For further information regarding the reserves estimation requirement, see note 12 Property, plant and equipment - Estimation uncertainty regarding determining oil and gas reserves and Estimation uncertainty; Proved oil and gas reserves in the annual report on Form 20-F for 2022.
No events have occurred since 31 December 2022 that would result in a significant change in the estimated proved reserves or other figures reported as of that date.
Equinor's proved oil and gas reserves have been estimated by its qualified professionals in accordance with industry standards under the requirements of
the US Securities and Exchange Commission (SEC), Rule 4-10 of Regulation S-X. Statements of reserves are forward-looking statements. Proved oil and gas reserves are those quantities of oil and gas, which, by analysis of geoscience and engineering data, can be estimated with reasonable certainty to be economically producible—from a given date forward, from known reservoirs, and under existing economic conditions, operating methods, and government regulations prior to the time at which contracts providing the right to operate expire, unless evidence indicates that renewal is reasonably certain, regardless of whether deterministic or probabilistic methods are used for the estimation. The project to extract the hydrocarbons must have commenced or the operator must be reasonably certain that it will commence the project within a reasonable time.
The determination of these reserves is part of an ongoing process subject to continual revision as additional information becomes available. Estimates of proved reserve quantities are dynamic and change over time as new information becomes available. Moreover, identified reserves and contingent resources that may become proved in the future are excluded from the estimates of proved reserves.
Equinor's proved reserves are recognised under various forms of contractual agreements, including PSAs where Equinor's share of reserves can vary due to commodity prices or other factors. Reserves from agreements such as PSAs are based on the volumes to which Equinor has access (cost oil and profit oil), limited to available market access. At 31 December 2022, 5% of total proved reserves were related to such agreements, representing 10% of the oil, condensate and NGL reserves and 1% of the gas reserves. This compares with 6% and 5% of total proved reserves for 2021 and 2020, respectively. Net entitlement oil and gas production from fields with such agreements was 44 million boe during 2022, compared to 49 million boe for 2021 and 59 million boe for 2020. Equinor participates in such agreements in Algeria, Angola, Azerbaijan, Brazil, Libya and Nigeria.
Equinor is recording, as proved reserves, volumes equivalent to our tax liabilities under negotiated fiscal arrangements (PSAs) where the tax is paid on behalf
of Equinor. Reserves are net of royalty volumes in the USA and net of royalty paid in-kind in PSA fields. Proved reserves does not include quantities consumed during production.

» **Data**
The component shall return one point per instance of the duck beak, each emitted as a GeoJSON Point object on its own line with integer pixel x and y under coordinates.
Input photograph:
...
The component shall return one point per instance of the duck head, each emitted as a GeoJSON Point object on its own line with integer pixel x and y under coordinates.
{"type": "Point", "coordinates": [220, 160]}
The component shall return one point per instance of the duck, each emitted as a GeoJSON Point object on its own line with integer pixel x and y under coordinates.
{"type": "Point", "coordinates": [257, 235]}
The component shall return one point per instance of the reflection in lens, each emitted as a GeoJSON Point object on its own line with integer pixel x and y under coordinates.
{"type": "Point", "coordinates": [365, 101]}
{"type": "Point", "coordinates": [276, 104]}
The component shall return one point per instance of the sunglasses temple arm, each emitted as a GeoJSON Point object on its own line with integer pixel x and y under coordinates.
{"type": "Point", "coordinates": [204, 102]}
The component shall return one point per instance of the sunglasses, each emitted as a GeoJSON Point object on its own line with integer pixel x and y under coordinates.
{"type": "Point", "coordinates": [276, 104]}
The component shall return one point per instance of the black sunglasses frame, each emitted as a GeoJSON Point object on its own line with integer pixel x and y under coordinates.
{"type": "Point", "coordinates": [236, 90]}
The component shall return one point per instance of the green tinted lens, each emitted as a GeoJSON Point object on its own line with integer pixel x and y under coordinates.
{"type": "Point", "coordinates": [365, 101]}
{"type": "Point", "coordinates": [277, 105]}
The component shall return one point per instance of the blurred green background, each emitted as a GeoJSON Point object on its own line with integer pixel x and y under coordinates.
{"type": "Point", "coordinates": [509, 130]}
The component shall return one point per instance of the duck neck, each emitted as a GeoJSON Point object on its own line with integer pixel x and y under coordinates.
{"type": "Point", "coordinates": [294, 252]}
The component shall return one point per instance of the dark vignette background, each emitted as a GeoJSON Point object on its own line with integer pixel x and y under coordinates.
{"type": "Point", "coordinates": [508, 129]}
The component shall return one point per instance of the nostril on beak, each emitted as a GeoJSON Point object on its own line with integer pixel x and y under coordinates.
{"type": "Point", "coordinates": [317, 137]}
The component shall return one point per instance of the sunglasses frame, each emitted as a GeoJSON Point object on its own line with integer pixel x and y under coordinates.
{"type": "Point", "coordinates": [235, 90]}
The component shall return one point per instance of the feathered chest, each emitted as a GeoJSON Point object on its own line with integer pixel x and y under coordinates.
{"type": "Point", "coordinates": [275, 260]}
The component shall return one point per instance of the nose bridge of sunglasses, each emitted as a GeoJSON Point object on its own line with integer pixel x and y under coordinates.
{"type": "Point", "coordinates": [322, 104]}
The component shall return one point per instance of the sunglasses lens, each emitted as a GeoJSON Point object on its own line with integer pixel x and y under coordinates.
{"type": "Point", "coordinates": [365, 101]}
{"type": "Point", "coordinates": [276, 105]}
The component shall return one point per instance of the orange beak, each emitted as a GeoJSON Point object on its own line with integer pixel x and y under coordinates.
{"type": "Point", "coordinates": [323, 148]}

» **What to do**
1. Print the passage on Equinor's proved reserves word for word, starting at the words "Equinor is recording, as" and ending after the words "consumed during production.".
2. Carry on the passage about Equinor's proved oil and gas reserves from its last sentence.

» **Per-task outputs**
1.
Equinor is recording, as proved reserves, volumes equivalent to our tax liabilities under negotiated fiscal arrangements (PSAs) where the tax is paid on behalf
of Equinor. Reserves are net of royalty volumes in the USA and net of royalty paid in-kind in PSA fields. Proved reserves does not include quantities consumed during production.

2.
Rule 4-10 of Regulation S-X requires that the estimation of reserves shall be based on existing economic conditions, including a 12-month average price determined as an unweighted arithmetic average of the first-of-the month price for each month within the reporting period, unless prices are defined by contractual arrangements. Volume weighted average prices for the total Equinor portfolio, and the Brent blend price, are presented in the following table:
| Volume weighted average prices at 31 December | ||||||
|---|---|---|---|---|---|---|
| Brent blend (USD/boe) |
Oil (USD/boe) |
Condensate (USD/boe) |
NGL (USD/boe) |
Natural gas (USD/mmbtu) |
||
| 2022 | 101.24 | 100.30 | 90.79 | 56.23 | 30.66 | |
| 2021 | 69.22 | 67.61 | 65.02 | 47.17 | 11.89 | |
| 2020 | 41.26 | 40.60 | 33.99 | 23.72 | 3.18 |
Higher commodity prices affected the profitable reserves to be recovered from accumulations, resulting in increased proved reserves. The positive revisions due to higher price are in general a result of later economic cut-off. For fields with a PSA the effect of higher prices is to some degree offset by reduced entitlement to the reserves. These changes are all included in the revision category, giving a net increase of Equinor's proved reserves at year end.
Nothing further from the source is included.